### Exercise instructions
A: In the book list on creative destruction, why does Craig R. Roach love the first book he recommends? Answer in one to three sentences.
B: In the book list on creative destruction, for how many years did Craig R. Roach's consulting company assess new technologies in the energy sector?
C: Pick up Craig R. Roach's book list on creative destruction after its last sentence and continue it.

Craig R. Roach Author Of Simply Electrifying

From my list on creative destruction leads to economic prosperity and national security.

Why am I passionate about this?

The essential feature of democratic capitalism is creative destruction–put simply, constant innovation in the products and services we produce and how we produce them. My book gives a history of electricity and demonstrates the wide-angle lens we must use to fully understand this sort of innovation. The books I recommend here are among the absolute best in this regard. Importantly, in Cold War II, China is challenging America with state capitalism and creative destruction is at the heart of the battle. I have a Ph.D. in Economics and founded a consulting company that assessed new technologies in the energy sector for over 30 years.

Craig's book list on creative destruction leads to economic prosperity and national security

Craig R. Roach Why Craig loves this book

I love this book because of the compelling answer it gives to one of the most fundamental questions: why are some nations rich and others poor? The answer is that it depends on the political and economic institutions in place, with wealth accruing to nations with “inclusive institutions.” Put simply, nations with intellectual and economic freedom are richer.

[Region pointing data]

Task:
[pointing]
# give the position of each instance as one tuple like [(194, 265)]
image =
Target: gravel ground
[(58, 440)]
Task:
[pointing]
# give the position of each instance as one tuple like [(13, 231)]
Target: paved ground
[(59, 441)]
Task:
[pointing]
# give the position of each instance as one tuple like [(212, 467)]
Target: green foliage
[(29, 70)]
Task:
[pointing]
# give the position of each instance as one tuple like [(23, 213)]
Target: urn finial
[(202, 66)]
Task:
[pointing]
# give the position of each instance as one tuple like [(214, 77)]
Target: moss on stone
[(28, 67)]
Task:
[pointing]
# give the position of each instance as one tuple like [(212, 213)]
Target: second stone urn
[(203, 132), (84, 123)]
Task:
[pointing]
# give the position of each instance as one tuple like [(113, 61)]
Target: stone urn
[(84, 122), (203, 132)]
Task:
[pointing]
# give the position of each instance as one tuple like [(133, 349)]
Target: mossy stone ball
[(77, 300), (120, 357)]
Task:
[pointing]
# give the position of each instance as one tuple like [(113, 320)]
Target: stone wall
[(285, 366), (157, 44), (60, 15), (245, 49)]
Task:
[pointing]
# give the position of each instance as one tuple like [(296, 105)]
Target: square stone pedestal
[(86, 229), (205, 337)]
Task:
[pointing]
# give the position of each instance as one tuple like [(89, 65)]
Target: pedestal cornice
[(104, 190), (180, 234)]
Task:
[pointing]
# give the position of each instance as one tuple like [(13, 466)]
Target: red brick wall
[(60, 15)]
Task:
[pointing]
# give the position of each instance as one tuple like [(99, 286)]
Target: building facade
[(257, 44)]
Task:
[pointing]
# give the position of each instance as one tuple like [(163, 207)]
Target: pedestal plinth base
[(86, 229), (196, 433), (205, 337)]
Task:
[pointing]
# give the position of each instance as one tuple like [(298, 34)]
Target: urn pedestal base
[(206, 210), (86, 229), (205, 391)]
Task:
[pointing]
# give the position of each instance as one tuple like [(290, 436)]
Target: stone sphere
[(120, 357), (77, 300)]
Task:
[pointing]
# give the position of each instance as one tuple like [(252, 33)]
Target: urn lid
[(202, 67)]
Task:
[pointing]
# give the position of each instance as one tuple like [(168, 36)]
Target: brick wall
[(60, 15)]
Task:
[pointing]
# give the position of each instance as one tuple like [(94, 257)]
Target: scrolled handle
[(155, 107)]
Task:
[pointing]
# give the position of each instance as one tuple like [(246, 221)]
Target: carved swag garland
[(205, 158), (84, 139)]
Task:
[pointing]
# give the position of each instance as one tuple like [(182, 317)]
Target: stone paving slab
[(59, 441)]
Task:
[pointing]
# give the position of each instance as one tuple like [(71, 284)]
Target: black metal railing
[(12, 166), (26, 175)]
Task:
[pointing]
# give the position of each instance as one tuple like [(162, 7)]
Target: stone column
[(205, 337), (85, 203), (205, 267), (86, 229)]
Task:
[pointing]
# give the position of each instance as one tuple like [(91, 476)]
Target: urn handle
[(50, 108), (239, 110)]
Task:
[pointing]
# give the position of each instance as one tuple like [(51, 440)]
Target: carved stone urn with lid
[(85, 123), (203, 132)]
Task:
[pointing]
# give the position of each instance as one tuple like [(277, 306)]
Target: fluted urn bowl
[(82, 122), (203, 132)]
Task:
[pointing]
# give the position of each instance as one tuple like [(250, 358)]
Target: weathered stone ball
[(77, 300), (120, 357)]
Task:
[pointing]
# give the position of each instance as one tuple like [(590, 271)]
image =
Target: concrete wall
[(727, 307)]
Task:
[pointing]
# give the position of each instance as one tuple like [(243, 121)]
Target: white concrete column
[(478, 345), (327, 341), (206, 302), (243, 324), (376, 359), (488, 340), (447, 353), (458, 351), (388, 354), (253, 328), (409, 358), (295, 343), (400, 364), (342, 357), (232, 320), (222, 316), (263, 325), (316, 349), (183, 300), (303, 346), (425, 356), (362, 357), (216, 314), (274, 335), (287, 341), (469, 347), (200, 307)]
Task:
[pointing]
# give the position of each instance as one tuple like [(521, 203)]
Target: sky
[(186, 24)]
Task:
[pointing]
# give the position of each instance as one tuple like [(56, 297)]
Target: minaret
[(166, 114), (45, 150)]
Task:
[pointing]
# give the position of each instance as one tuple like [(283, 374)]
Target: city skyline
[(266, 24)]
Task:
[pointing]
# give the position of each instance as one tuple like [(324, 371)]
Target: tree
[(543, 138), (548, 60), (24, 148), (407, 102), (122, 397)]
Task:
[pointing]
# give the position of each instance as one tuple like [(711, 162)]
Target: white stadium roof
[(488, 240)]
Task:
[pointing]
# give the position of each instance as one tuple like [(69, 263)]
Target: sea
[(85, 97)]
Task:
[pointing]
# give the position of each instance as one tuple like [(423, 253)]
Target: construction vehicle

### Results by task
A: He loves it for the compelling answer it gives to a fundamental question: why are some nations rich and others poor? Its answer is that wealth depends on a nation's political and economic institutions, and nations with "inclusive institutions" become rich.

B: For over 30 years.

C:
Why does freedom matter? Because freedom opens the stage to Schumpeter’s creative destruction! The authors prove this, remarkably, through examples from around the globe, and they even use examples thousands of years apart in history. This is a must read to understand the way in which creative destruction drives prosperity both today and historically.

By Daron Acemoglu , James A. Robinson ,

Why should I read it?

4 authors picked Why Nations Fail as one of their favorite books, and they share why you should read it.

What is this book about?

Shortlisted for the Financial Times and Goldman Sachs Business Book of the Year Award 2012.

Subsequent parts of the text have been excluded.